=== TASK BRIEF ===
Rewrite the listing below, substituting "reviewing this photo" for every "looking at this page" and changing nothing else. Leave the pictures out of your answer.

[Image annotation data]
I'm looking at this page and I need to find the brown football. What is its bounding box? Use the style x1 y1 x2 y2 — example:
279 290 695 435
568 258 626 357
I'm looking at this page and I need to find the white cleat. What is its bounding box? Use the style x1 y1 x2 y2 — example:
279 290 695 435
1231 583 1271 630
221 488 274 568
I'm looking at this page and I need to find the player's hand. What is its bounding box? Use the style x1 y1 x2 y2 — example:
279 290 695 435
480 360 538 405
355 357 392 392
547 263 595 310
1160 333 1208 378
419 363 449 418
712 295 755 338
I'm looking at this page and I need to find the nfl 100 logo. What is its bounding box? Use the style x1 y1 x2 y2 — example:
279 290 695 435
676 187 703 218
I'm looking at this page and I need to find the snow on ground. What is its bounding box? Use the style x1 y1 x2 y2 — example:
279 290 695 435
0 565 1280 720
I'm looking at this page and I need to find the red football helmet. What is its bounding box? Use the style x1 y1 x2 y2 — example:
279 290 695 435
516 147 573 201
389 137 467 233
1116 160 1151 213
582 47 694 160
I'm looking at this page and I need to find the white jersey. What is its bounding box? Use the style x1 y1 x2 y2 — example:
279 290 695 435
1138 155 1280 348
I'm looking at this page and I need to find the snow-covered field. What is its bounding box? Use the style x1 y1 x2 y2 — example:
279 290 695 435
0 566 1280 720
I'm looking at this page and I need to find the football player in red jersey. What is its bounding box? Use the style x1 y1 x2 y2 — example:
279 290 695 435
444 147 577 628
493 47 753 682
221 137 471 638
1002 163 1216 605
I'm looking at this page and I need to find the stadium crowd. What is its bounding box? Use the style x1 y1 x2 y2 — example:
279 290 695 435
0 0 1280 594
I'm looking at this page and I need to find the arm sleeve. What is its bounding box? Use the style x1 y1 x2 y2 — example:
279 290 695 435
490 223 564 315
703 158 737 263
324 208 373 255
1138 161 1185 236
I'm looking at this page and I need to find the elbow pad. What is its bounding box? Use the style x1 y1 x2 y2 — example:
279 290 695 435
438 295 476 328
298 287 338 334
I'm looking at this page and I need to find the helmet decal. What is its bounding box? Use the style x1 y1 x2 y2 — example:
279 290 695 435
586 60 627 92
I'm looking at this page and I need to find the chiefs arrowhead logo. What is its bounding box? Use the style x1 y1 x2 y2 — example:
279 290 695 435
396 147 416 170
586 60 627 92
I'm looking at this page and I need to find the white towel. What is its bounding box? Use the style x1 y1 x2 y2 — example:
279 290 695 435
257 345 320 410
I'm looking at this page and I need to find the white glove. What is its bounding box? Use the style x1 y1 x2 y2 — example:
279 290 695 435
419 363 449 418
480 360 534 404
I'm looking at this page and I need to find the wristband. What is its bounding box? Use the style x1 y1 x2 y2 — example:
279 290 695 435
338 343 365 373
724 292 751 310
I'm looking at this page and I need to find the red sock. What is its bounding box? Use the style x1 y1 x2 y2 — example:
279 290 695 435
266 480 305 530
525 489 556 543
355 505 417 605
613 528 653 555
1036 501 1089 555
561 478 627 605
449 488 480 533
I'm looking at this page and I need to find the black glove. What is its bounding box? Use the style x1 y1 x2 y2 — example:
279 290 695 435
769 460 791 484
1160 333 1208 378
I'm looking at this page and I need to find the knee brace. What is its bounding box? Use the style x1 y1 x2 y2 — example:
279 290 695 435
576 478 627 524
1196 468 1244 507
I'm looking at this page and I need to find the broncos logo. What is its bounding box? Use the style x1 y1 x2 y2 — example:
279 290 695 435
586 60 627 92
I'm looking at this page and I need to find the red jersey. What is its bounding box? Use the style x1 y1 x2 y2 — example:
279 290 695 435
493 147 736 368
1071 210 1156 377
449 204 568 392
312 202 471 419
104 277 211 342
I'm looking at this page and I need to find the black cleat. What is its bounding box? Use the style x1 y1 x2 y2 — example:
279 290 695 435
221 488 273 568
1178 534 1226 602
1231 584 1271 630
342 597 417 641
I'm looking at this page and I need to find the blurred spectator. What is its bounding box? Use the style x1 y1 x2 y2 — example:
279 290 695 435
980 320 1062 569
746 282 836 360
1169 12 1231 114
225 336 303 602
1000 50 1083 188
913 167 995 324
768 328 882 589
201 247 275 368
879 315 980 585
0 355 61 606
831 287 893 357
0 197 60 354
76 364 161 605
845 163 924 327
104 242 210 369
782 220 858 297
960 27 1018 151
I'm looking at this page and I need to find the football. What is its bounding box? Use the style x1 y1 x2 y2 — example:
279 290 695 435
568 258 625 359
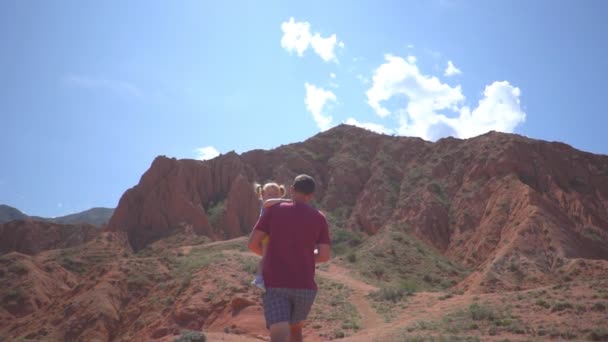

=== SOLUTION BELOW ===
I'm reviewing this photo and I need to find the brown football. What is its bounding box? Use the style x1 y1 x2 y2 — example:
279 290 695 435
568 258 626 357
I'm reviewing this photo and I need to find the white cleat. What is its bounding box? Use the style x1 y1 x2 y2 — example:
279 290 695 435
1231 583 1271 630
221 488 274 568
I'm reviewing this photo and I need to find the player's hand. What is its bounding box? Use the style x1 y1 x2 y2 — example:
279 290 695 435
480 360 538 405
355 357 392 392
547 263 595 310
1160 333 1208 378
419 363 449 418
712 295 755 338
I'm reviewing this photo and I need to find the nfl 100 logo. What is its bounding box? Use the style x1 y1 x2 y2 — example:
279 290 695 435
676 187 703 218
I'm reviewing this photo and I need to find the snow on ground. What is its bounding box? Use the style x1 y1 x2 y2 — example:
279 290 695 435
0 565 1280 720
I'm reviewing this photo and I need to find the red football helmet. What is its bounding box? Use the style x1 y1 x2 y2 — example:
279 290 695 435
516 147 573 201
389 137 467 233
1116 160 1151 213
582 47 694 160
I'm reviewing this photo and I need to find the white jersey. What is its bounding box? Use the style x1 y1 x2 y2 — example:
279 290 695 435
1138 155 1280 348
I'm reviewing this photo and I need to find the snow-covered field. What is its bounding box? Use the style x1 y1 x2 y2 — example:
279 290 695 435
0 566 1280 720
I'm reviewing this photo and I need to find the football player in red jersey. What is its bounding box? Use the style x1 y1 x2 y2 — example:
279 290 695 435
444 147 577 628
493 47 753 682
221 137 471 638
1002 163 1216 605
I'm reviewing this photo and I need to find the stadium crowd. What is its bounding box? Use the style x1 y1 x2 y2 — example:
279 290 695 435
0 0 1280 594
I'm reviewing this photo and I need to find the arm sleeve. What is its bounding box? Use the style x1 y1 x2 y2 — example:
279 290 695 435
490 223 564 315
703 158 737 263
324 208 373 255
1138 161 1185 236
I'm reviewing this photo and I need to find the elbow pad. What is its bounding box? Use the style x1 y1 x2 y2 — example:
279 290 695 435
438 295 476 328
298 287 338 334
I'm reviewing this photo and I need to find the helmet decal. What is its bounding box? Use the style x1 y1 x2 y2 — example:
279 290 695 435
586 60 627 92
I'm reviewing this photo and I need to find the chiefs arrowhead logo. What is its bounding box? Use the style x1 y1 x2 y2 — example:
279 290 695 435
396 147 416 170
586 60 627 92
I'm reviewing this photo and I need to find the white towel. What is its bounding box? Use the style x1 y1 x2 y2 — example:
279 290 695 435
257 345 320 410
I'm reviewing this photo and I need to find the white glove. What is its bounding box? Use the style x1 y1 x2 y2 — example:
279 290 695 435
419 363 449 418
480 360 534 404
I'm reviewing this photo and I need to find the wristband. What is its bounding box? Use the style x1 y1 x2 y2 — example:
279 290 695 435
338 343 365 373
724 292 751 310
I'm reviewing this photo and I need to find the red sock. What is its bounding box? Use the style x1 y1 x2 y2 — example:
279 290 695 435
266 480 305 530
525 489 556 543
355 505 417 605
613 528 653 555
1036 501 1089 555
561 478 627 605
449 488 480 533
I'm reviewing this photo and I need to find the black glove. What is its bounding box? Use the style x1 y1 x2 y2 — example:
279 290 695 435
769 460 791 484
1160 333 1208 378
I'm reviewing this photo and I need to find the knee brace. What is its bounding box? Use the style x1 y1 x2 y2 — example:
279 290 695 435
576 478 627 524
1196 468 1244 507
I'm reviewing this photo and I need to find the broncos logo. What is its bounding box? Use the style x1 y1 x2 y2 — example:
279 290 695 435
586 60 627 92
I'm reviewing this photo and I need to find the red jersey. What is its bounding box? Use the style x1 y1 x2 y2 — example:
279 290 695 435
493 147 736 368
1071 210 1156 377
449 204 568 392
312 202 471 419
104 277 211 342
I'm reviewing this photo and I need to find the black cleat. What is its bounding box? Use the style x1 y1 x2 y2 — example:
279 290 695 435
221 488 273 568
1178 534 1226 602
1231 584 1271 630
342 597 417 641
I'm reviewing this photo and I need to find the blurred spectator. What is its bounding box? Use the style x1 y1 x2 y2 — example:
279 290 695 435
980 320 1062 569
746 282 836 360
1169 12 1231 114
225 336 303 602
1000 50 1083 188
913 167 995 324
768 328 882 589
201 247 275 368
879 315 980 585
0 355 61 606
831 287 893 357
0 197 60 354
76 364 161 605
845 163 924 327
104 242 210 369
782 220 858 297
960 27 1018 151
I'm reviewing this photo and I need to find the football. What is its bounding box? Use the style x1 y1 x2 y2 — example:
279 290 695 435
568 258 625 359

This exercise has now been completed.